Set tasks:
**a)** In two sentences, summarize the passage on the xmlview package.
**b)** Reproduce word for word the part of the passage on the xmlview package that opens with the words containing "library(xmlview)" and closes with "pretty rapid pace.)".

The [`xmlview`](https://github.com/hrbrmstr/xmlview) package provides a way to visually inspect XML and interactively test out `XPath` expressions. It’s as simple to use as:
devtools::install_github("ramnathv/htmlwidgets") # we use some bleeding edge features
devtools::install_github("hrbrmstr/xmlview")
library(xml2)
library(xmlview)
# plain text XML
xml_view("<note><to>Tove</to><from>Jani</from><heading>Reminder</heading><body>Don't forget me this weekend!</body></note>")
# read-in XML document
doc <- read_xml("http://www.npr.org/rss/rss.php?id=1001")
xml_view(doc, add_filter=TRUE)
(There’s also an experimental `xml_tree_view()` in there by @timelyportfolio that we’ll be adding features to at a pretty rapid pace.)
Here’s a screenshot of it in action:
There are options to change the CSS styling for the formatted code. Yep, it will format and highlight XML for you so it’s easier to work with. There’s an animated gif of a screencast over [on github](https://github.com/hrbrmstr/xmlview) as well.
Once you perfect your `XPath` expression, hit the “R” button and it will generate the code you can copy back into RStudio. It understands namespaces but try not to stuff a huge XML document in there as browsers don’t work well with large data elements (the viewer is an `htmlwidget` and is, hence, browser-based).
It works with plain character XML/HTML, and many `xml2` data types. I have no current plans for `XML` package object support but toss up an issue on github if you really need it (or, better yet, a PR). If there are other desired features (especially from educators), please post a request in github issue as well.
Watch for more features in the coming weeks and a CRAN release once the bleeding edge `htmlwidgets` packages makes it to CRAN.

Information provided:
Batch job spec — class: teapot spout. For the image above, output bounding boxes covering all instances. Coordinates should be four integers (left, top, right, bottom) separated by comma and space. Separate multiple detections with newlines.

Solutions to the exercise:
**a)** The xmlview package lets users visually inspect XML and interactively test XPath expressions, and it formats and highlights XML, with options to change the CSS styling. Once an XPath expression is perfected, the "R" button generates code to copy back into RStudio, and the browser-based viewer works with plain character XML/HTML and many xml2 data types but does not handle large data elements well.

**b)**
library(xmlview)
# plain text XML
xml_view("<note><to>Tove</to><from>Jani</from><heading>Reminder</heading><body>Don't forget me this weekend!</body></note>")
# read-in XML document
doc <- read_xml("http://www.npr.org/rss/rss.php?id=1001")
xml_view(doc, add_filter=TRUE)
(There’s also an experimental `xml_tree_view()` in there by @timelyportfolio that we’ll be adding features to at a pretty rapid pace.)